──────── Supplied entries ────────

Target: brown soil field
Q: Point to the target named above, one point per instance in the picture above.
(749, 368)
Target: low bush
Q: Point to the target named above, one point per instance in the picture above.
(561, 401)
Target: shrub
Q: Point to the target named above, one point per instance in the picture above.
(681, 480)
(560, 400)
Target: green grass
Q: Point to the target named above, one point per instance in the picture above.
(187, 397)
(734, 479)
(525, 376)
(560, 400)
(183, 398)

────────
──────── Supplied entries ────────

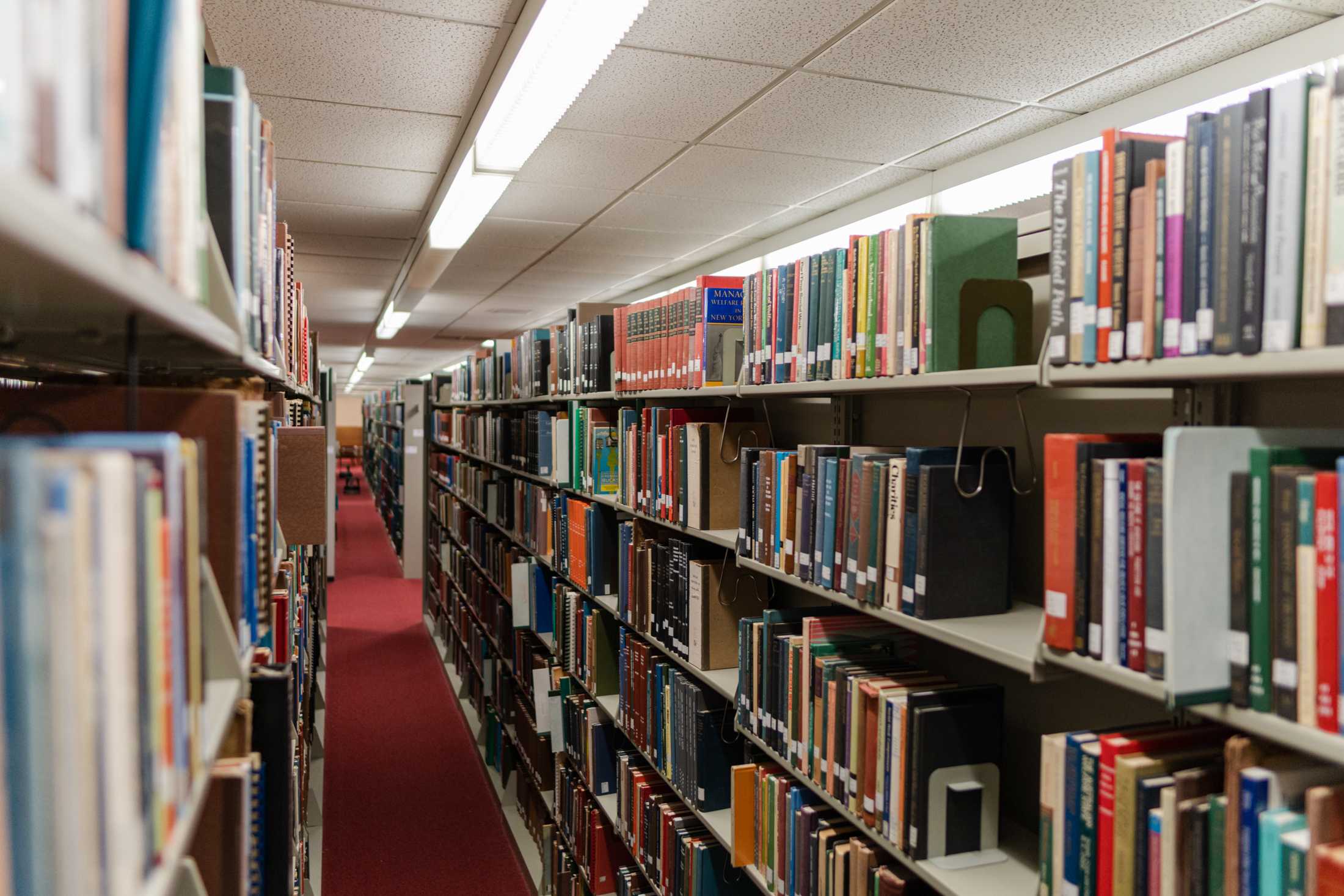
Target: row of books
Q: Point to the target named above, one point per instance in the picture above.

────────

Your task: Your task is to transcribe, with no changes, only the lines of the listing above that lie between the line holding "Target: low bush" and the line holding "Target: green grass", inclusive.

Response:
Target: low bush
Q: Point to the target named above, one point per instance in the picture above.
(561, 401)
Target: shrub
Q: Point to the target named above, one point per instance in the picture above.
(681, 480)
(560, 400)
Target: green grass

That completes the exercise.